==== Given data
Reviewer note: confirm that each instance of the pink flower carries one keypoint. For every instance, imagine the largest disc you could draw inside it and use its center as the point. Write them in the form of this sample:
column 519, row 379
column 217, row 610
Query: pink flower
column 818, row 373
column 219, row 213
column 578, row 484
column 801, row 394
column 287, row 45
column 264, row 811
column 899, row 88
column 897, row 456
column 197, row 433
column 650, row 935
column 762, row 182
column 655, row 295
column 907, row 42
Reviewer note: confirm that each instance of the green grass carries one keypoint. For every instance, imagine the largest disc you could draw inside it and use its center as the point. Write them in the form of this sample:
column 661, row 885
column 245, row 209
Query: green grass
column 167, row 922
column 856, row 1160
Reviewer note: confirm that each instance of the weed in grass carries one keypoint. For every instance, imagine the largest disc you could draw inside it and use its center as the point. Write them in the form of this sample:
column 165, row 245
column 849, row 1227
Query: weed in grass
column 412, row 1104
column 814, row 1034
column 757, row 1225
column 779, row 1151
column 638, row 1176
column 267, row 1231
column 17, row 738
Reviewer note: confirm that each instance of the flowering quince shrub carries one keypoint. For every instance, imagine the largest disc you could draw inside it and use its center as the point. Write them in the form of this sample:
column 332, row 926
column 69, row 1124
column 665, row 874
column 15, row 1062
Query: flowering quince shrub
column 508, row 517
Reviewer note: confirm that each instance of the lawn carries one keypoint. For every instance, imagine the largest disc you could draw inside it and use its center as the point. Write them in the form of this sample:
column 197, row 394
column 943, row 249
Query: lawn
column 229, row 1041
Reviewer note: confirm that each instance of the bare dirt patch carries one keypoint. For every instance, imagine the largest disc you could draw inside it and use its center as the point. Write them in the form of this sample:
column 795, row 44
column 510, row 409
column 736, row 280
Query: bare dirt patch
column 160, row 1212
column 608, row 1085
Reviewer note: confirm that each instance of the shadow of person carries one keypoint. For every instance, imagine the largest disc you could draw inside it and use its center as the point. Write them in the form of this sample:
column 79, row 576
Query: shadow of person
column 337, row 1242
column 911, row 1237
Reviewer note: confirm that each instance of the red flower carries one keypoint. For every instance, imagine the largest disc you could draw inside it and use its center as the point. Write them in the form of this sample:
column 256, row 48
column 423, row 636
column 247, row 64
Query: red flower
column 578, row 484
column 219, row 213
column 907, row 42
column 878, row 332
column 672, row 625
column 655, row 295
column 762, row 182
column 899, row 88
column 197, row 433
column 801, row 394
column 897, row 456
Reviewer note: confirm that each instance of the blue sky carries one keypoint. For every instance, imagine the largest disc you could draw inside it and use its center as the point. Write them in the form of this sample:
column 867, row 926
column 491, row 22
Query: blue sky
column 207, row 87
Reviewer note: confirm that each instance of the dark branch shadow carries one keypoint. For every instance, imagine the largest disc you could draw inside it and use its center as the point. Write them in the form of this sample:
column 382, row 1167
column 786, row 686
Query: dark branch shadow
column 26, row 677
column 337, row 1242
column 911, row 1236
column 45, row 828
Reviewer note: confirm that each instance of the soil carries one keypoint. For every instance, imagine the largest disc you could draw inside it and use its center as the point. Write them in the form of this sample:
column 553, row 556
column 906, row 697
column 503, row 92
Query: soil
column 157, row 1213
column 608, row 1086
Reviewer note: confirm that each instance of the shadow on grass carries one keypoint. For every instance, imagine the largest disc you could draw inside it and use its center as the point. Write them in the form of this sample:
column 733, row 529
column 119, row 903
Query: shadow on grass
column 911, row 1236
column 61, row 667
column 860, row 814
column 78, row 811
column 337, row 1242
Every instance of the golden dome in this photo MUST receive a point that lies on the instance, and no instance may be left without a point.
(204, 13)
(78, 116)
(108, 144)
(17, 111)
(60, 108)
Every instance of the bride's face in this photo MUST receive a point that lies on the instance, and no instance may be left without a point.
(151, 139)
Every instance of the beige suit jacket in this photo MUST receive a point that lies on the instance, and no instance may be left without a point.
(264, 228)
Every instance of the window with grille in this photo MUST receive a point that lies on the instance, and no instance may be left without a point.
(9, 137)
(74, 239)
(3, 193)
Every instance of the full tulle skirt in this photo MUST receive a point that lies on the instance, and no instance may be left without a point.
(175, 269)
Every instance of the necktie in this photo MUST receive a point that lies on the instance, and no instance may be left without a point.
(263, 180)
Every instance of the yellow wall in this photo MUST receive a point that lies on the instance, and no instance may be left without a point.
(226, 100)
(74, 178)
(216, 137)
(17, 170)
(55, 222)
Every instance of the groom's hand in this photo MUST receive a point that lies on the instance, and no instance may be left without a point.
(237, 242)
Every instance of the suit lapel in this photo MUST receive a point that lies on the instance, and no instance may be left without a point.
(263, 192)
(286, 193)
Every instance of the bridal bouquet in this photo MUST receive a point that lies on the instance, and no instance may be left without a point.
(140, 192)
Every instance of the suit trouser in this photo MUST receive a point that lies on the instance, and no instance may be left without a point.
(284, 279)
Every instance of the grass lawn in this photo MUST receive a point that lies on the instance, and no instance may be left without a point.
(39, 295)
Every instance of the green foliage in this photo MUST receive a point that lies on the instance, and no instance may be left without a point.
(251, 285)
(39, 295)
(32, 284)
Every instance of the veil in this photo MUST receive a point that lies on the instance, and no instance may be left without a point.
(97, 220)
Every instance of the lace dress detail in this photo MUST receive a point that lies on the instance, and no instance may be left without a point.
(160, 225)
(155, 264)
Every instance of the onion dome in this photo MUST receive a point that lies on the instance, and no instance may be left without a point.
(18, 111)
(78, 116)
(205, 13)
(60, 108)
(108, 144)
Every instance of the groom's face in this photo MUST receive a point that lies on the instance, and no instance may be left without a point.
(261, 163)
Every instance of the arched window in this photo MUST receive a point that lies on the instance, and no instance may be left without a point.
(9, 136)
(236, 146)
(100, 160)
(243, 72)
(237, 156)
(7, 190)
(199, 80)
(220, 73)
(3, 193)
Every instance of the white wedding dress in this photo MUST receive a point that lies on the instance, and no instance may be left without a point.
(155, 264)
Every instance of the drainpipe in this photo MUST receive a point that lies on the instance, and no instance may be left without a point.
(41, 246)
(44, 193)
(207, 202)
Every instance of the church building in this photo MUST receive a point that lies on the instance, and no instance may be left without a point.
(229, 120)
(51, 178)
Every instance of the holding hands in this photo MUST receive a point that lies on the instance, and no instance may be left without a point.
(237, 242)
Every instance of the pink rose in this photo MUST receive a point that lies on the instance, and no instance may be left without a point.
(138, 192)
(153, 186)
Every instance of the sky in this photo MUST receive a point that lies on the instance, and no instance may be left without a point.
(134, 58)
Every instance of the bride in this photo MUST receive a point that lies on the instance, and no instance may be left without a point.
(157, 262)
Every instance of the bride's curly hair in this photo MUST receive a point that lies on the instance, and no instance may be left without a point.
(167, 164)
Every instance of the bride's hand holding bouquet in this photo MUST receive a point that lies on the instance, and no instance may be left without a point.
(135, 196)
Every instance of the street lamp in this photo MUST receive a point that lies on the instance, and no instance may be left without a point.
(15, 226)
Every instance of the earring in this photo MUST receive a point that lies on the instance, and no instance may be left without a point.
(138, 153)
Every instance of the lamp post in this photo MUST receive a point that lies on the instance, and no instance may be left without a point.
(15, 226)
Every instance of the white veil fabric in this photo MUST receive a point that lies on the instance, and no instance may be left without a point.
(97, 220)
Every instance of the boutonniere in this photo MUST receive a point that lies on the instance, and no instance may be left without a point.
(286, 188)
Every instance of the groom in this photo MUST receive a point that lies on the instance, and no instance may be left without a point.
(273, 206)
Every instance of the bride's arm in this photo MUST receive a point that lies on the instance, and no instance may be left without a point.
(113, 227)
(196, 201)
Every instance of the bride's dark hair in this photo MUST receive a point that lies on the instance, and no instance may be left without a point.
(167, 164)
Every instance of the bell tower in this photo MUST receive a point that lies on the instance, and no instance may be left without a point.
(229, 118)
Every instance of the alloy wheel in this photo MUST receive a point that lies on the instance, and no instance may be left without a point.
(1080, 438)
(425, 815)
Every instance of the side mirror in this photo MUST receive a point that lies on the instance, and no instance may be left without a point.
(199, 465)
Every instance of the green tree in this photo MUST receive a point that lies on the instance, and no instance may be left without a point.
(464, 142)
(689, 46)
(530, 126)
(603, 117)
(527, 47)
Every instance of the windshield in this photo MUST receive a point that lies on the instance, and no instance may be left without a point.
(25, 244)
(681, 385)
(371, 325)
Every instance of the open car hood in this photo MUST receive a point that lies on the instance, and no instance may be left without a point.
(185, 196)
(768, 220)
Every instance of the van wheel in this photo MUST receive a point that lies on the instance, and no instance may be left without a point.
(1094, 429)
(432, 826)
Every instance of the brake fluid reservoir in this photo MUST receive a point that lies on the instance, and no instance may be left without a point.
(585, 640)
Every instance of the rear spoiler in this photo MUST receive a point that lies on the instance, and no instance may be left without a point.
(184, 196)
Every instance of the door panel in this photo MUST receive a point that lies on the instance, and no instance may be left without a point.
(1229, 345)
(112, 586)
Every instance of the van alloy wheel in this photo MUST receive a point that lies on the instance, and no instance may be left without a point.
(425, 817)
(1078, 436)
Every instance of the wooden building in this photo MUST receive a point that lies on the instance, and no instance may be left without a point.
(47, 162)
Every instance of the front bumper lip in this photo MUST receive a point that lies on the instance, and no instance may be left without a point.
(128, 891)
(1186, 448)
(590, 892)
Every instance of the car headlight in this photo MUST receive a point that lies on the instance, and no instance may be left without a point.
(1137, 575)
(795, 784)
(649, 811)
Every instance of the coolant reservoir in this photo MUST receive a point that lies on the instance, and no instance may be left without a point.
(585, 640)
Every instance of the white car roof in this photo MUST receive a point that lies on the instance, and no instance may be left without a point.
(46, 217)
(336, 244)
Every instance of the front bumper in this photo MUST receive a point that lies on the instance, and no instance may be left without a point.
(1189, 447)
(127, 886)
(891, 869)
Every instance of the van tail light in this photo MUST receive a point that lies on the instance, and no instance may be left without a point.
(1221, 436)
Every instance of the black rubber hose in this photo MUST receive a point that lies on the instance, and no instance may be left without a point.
========
*Objective:* Convert the lines from the one containing "Every instance of the van alloy" through the end of the entries, both included, into a Markdown table with the columns "No." and "Entry line", skipping any blank lines.

*Solution to the problem:*
| No. | Entry line |
|---|---|
| 1 | Every instance of the van alloy wheel in this photo MUST receive a point that lies on the instance, and no instance may be left without a point. |
| 2 | (425, 817) |
| 3 | (1078, 436) |
| 4 | Every instance of the wooden building in this photo MUST receive a point that lies on the instance, and no instance may be left without a point. |
| 5 | (47, 162) |
| 6 | Every instance of the front bumper lip in this photo MUST receive a point that lies on the instance, and no instance may be left without a point. |
| 7 | (128, 891) |
| 8 | (1186, 448) |
| 9 | (590, 892) |
| 10 | Every instance of the car headlight in this photo MUST receive a point that lies on the instance, and no instance may be left without a point. |
| 11 | (1137, 575) |
| 12 | (795, 784) |
| 13 | (649, 811) |
| 14 | Every instance of the coolant reservoir in this photo MUST receive a point that lies on the instance, and no instance may be left without a point. |
| 15 | (585, 640) |
| 16 | Every instance of the white car roof in this photo MUST receive a point that lies on the instance, and no instance may be left without a point. |
| 17 | (46, 217) |
| 18 | (336, 244) |
| 19 | Every instance of the front bumper in this photo MUST receive a point that lies on the instance, and no instance may be left without a point. |
| 20 | (1189, 447) |
| 21 | (127, 886) |
| 22 | (891, 869) |
| 23 | Every instance of the van tail light in this photo MUST receive a point that lies on the instance, and no instance may be left without a point. |
| 24 | (1221, 436) |
| 25 | Every instance of the black rubber hose in this photo MUST receive a point that lies on the instance, and no instance may be left without a point. |